◆ **CONSIGNE**
Prolongez l'article sur la sollicitation immobilière dans Ahuntsic-Cartierville en reprenant juste après sa dernière phrase.

Ces deux circulaires publicitaires de sollicitation immobilière ont été distribuées à grande échelle dans les boîtes aux lettres d’Ahuntsic-Cartierville, en février dernier. (photo : capture d’écran tirée de Facebook)

Notre enquête sur la sollicitation immobilière dans Ahuntsic-Cartierville le mois dernier a fait réagir.  Alors que la Société canadienne d’hypothèque et de logements dit constater des « signes de surchauffe » dans le marché immobilier montréalais, Journaldesvoisins.com a continué de creuser la question après s’être entretenu avec un porte-parole de Bliss Realty, l’un des groupes d‘investisseurs impliqués dans une campagne de sollicitation auprès des propriétaires dans l’arrondissement, .

David Jenkins, responsable du développement commercial chez Bliss Realty, l’entreprise ontarienne qui chapeaute la firme «Acheteurs de maisons Montréal», se veut rassurant.

« Nous sommes une équipe honnête et nous voulons donner aux gens la possibilité de vendre et d’acheter une maison selon leurs propres termes », explique-t-il.

Touche personnelle : stratégie marketing

Il réfute l’idée que la campagne de sollicitation menée par son entreprise puisse être considérée comme étant « trompeuse » et défend le choix de style publicitaire.

« On essaie seulement d’attirer l’attention des gens », dit-il.

Le porte-parole de Bliss Realty explique qu’il s’agit essentiellement d’une stratégie de marketing qui mise sur une « approche personnelle » inspirée de celle qui a été mise en œuvre par le fondateur de l’entreprise, Luc Boiron, lorsqu’il s’est lancé dans les flips* immobiliers il y a une dizaine d’années.

« La note manuscrite fonctionnait très bien et communiquait vraiment la touche personnelle et le service clé-en-main qu’il fournissait et que nous offrons comme entreprise », fait valoir David Jenkins.

Il présente les services offerts par son entreprise comme une « alternative » à ceux offerts par les courtiers immobiliers traditionnels, un peu comme ceux de DuProprio.

David Jenkins fait valoir que les services de son entreprise s’adressent à un segment de la population pour qui « passer par un courtier n’a pas de sens ».

« Ce n’est pas pour tout le monde, mais si vous souhaitez préserver votre vie privée, que vous n’avez pas envie d’avoir plein de visites, si vous ne voulez pas faire arranger votre maison ou la ranger, si vous voulez juste vendre tel quel, si vous voulez choisir votre date de clôture, nous pouvons travailler avec vous pour vous offrir des solutions flexibles que vous ne pourrez pas avoir en passant par un courtier », insiste le porte-parole de Bliss Realty.

Ce discours a de quoi séduire certains clients potentiels, par exemple des gens qui sont pressés de vendre ou qui souhaitent s’éviter les frais de commission de courtage qui peuvent représenter en moyenne environ 5 % du prix de la transaction.

Le pari de la vente sans intermédiaire

Il y a clairement un marché pour ce type de vente directe, comme en témoigne la place importante qu’occupe déjà Duproprio.com dans le secteur immobilier. Par exemple, alors qu’on trouve 289 propriétés inscrites sur la plateforme Centris.ca dans Ahuntsic-Cartierville, 89 sont affichées sur Duproprio.

◆ **DONNÉES FOURNIES**
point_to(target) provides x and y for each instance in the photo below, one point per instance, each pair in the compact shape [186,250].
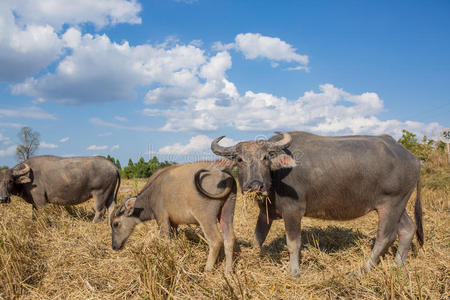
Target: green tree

◆ **RÉSULTAT ATTENDU**
La vente sans intermédiaire peut permettre d’éviter des frais, mais elle n’est pas sans risque. Sur Centris, qui répertorie toutes les propriétés inscrites par des coutriers immobiliers, on met en garde les vendeurs que l’un des principaux risques associés à vendre sa maison par soi-même est qu’il peut être difficile d’obtenir un juste prix de vente sans avoir une connaissance fine du marché.

Certains investisseurs immobiliers ne se cachent d’ailleurs pas d’offrir des prix jusqu’à 20 % inférieurs à la valeur marchande pour une propriété.

« Le but c’est de la payer le moins cher possible pour un investisseur », note Johanne Arnould, conseillère à l’ACEF du Nord.

Elle s’inquiète de voir les investisseurs immobiliers se lancer à l’offensive comme des «cowboys » dans le « Far West ».

« C’est une business comme une autre, sauf que c’est une business qui n’est pas encadrée comme tel », souligne-t-elle.

Un secteur sans règles?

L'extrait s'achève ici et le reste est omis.